* [Extracted entries]:
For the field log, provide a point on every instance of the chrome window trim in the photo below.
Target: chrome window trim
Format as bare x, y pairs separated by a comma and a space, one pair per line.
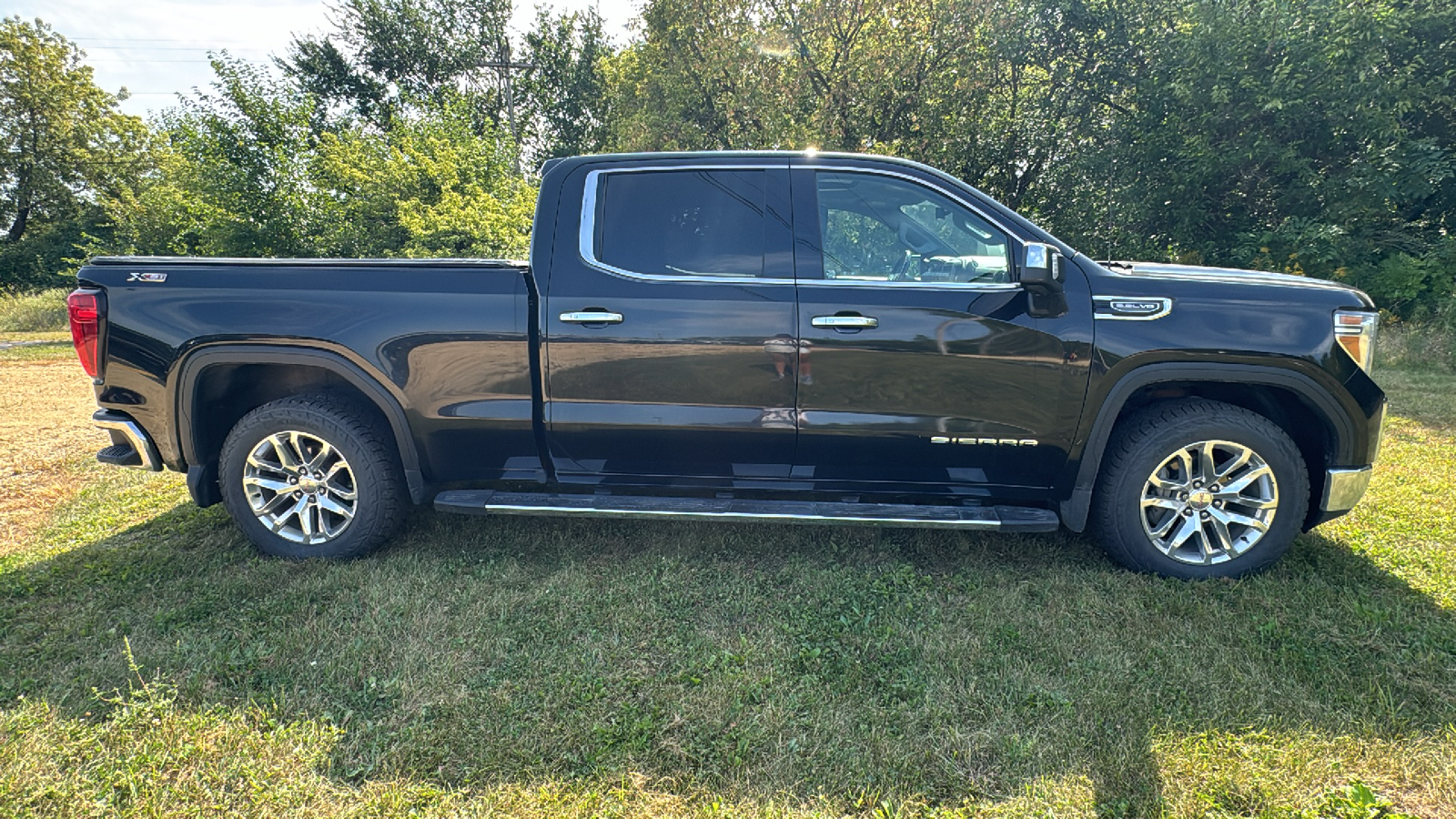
587, 229
992, 286
1107, 300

* [Work required]:
Please reproduce the listing above line for line, leaving out the pictures.

* [Right answer]:
For the field log, provide a point on every instance of the chrome window trim in the photo below.
Target: chrome window trim
Format as bare x, y pairs separated by a comma and a space, one pair per line.
587, 229
992, 286
1107, 300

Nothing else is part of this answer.